> _What needs to be done_
In the forum thread below about stainless pier gaffs, what price was originally asked for each gaff?

# 2 Stainless Pier Gaffs with line for sale



## sealark (Sep 27, 2007)

Gone thanks for looking. ...


----------



## submariner (Oct 2, 2007)

will they work a wreck anchors or are they too strong?


----------



## sealark (Sep 27, 2007)

Never thaught about that. Put chain on and they should work. Good idea Ed. Come get them. I would bend the tines outward a touch for anchoring. A short pipe would serve as a straightner for after being hung in rocks. You got my number.


----------



## 706Z (Mar 30, 2011)

If Ed doesn't take them I will


Sent from my iPhone using Tapatalk


----------



## sealark (Sep 27, 2007)

706Z said:


> If Ed doesn't take them I will
> 
> 
> Sent from my iPhone using Tapatalk


Come get them ill make another one for Ed. If he wants one. 
Ron 850 712 2603


----------



## submariner (Oct 2, 2007)

Ron I do want one , don't need the rope ( looks like you did a nice job on it). No rush, when you get a chance ed


----------



## sealark (Sep 27, 2007)

Both gone thanks for looking.


----------



## legal limit 1 (Jan 23, 2008)

Hey seamark how much do you charge to make one of those pier gaffs.


----------



## sealark (Sep 27, 2007)

legal limit 1 said:


> Hey seamark how much do you charge to make one of those pier gaffs.


I made those up and don't really want to make any more I originally was asking $50 ea. lots of people will chime in on here to make you one. I had three people that wanted one, made those two and all of a sudden no one wanted them. The guy that bought them might sell one. 706z bought them ask him :thumbup:


----------



## legal limit 1 (Jan 23, 2008)

OK l understand. I'll check on the forum to see if anyone wants to make one.


----------

> _Supplied records_
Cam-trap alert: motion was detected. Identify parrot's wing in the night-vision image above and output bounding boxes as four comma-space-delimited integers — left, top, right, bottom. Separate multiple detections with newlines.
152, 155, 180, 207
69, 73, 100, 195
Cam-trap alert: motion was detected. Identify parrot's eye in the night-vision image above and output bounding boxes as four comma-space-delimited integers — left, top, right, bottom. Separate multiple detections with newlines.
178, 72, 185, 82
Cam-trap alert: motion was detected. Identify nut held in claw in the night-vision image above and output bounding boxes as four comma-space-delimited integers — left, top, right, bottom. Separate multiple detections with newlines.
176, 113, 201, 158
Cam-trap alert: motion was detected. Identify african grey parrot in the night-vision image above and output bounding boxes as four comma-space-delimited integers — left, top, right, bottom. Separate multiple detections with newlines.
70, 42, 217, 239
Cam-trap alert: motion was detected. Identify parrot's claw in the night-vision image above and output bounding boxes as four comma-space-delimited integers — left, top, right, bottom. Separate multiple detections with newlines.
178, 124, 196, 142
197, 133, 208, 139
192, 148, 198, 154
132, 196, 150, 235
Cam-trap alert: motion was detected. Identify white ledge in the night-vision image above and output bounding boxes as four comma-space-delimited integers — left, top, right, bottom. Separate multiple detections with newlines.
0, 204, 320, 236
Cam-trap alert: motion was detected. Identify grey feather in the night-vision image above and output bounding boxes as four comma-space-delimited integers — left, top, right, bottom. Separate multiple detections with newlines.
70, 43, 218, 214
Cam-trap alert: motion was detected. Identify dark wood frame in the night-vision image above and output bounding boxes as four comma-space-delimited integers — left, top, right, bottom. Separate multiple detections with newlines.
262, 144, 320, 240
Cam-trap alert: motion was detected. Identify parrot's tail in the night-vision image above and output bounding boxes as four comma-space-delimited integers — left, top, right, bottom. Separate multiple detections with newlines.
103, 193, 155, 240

> _Answer for the task_
$50 each.